## 节选文本
==*==

【发布时间】:2019-05-16 16:15:43
【问题描述】:
我在 Postgres 9.4.5 中有一个大的时间戳表:
CREATE TABLE vessel_position (
posid serial NOT NULL,
mmsi integer NOT NULL,
"timestamp" timestamp with time zone,
the_geom geometry(PointZ,4326),
CONSTRAINT "PK_posid_mmsi" PRIMARY KEY (posid, mmsi)
);
附加索引:
CREATE INDEX vessel_position_timestamp_idx ON vessel_position ("timestamp");
我想提取时间戳在前一行之后至少 x 分钟的每一行。我使用LAG() 尝试了一些不同的SELECT 语句,这些语句都有效,但没有给我我需要的确切结果。下面的函数给了我我需要的东西,但我觉得它可以更快:
CREATE OR REPLACE FUNCTION _getVesslTrackWithInterval(mmsi integer, startTime character varying (25) ,endTime character varying (25), interval_min integer)
RETURNS SETOF vessel_position AS
$func$
DECLARE
count integer DEFAULT 0;
posids varchar DEFAULT '';
tbl CURSOR FOR
SELECT
posID
,EXTRACT(EPOCH FROM (timestamp - lag(timestamp) OVER (ORDER BY posid asc)))::int as diff
FROM vessel_position vp WHERE vp.mmsi = $1 AND vp.timestamp BETWEEN $2::timestamp AND $3::timestamp;
BEGIN
FOR row IN tbl
LOOP
count := coalesce(row.diff,0) + count;
IF count >= $4*60 OR count = 0 THEN
posids:= posids || row.posid || ',';
count:= 0;
END IF;
END LOOP;
RETURN QUERY EXECUTE 'SELECT * from vessel_position where posid in (' || TRIM(TRAILING ',' FROM posids) || ')';
END
$func$ LANGUAGE plpgsql;
我不禁想到将所有posids 作为一个字符串,然后在最后再次选择它们会减慢速度。
在IF 语句中,我已经可以访问我想要保留的每一行,因此可以将它们存储在临时表中,然后在循环结束时返回临时表。
可以优化此功能 - 特别是提高性能吗?
【问题讨论】:
-
About the outdated Postgres version 9.4.5:
We always recommend that all users run the latest available minor release for whatever major version is in use.
标签: sql postgresql plpgsql window-functions gaps-and-islands

==*==

## 数据行
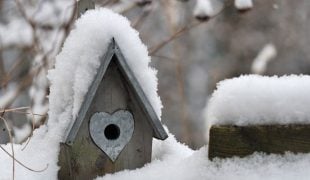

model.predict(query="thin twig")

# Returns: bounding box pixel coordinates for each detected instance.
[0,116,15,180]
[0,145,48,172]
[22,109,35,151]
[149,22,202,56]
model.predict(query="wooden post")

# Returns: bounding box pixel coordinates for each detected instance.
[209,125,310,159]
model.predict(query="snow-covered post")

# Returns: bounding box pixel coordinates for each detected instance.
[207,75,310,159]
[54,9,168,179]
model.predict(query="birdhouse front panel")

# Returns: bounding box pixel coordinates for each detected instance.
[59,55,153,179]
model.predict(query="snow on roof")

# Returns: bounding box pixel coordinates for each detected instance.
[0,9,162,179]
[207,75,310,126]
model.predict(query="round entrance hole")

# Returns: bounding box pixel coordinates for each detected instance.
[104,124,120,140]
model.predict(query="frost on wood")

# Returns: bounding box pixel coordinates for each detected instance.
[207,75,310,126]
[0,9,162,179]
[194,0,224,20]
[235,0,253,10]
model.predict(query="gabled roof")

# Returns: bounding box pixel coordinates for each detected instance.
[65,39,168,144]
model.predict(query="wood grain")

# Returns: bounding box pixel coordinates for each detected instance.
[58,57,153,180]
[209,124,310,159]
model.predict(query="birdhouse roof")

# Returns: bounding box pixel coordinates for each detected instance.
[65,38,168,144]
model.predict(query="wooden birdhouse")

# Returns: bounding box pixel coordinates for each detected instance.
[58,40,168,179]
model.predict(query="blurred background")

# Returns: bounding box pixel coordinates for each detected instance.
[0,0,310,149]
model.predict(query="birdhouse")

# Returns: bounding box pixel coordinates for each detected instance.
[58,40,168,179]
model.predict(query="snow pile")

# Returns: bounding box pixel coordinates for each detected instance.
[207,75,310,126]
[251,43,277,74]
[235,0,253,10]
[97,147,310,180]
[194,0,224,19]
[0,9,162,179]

==*==

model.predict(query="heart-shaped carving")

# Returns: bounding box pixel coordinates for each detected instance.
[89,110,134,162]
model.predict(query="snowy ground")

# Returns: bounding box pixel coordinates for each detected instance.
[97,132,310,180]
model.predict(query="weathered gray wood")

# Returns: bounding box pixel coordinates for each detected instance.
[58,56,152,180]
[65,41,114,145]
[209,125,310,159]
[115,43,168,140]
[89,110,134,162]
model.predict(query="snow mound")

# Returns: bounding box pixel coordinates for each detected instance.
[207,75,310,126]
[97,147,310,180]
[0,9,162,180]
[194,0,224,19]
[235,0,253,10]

==*==

## 任务要求
请原样输出上方节选文本中从“可以优化此功能 - 特别是提高性能吗?”开始、直到“version is in use.”为止（含该处文字）的部分。

## 参考答案
可以优化此功能 - 特别是提高性能吗?
【问题讨论】:
-
About the outdated Postgres version 9.4.5:
We always recommend that all users run the latest available minor release for whatever major version is in use.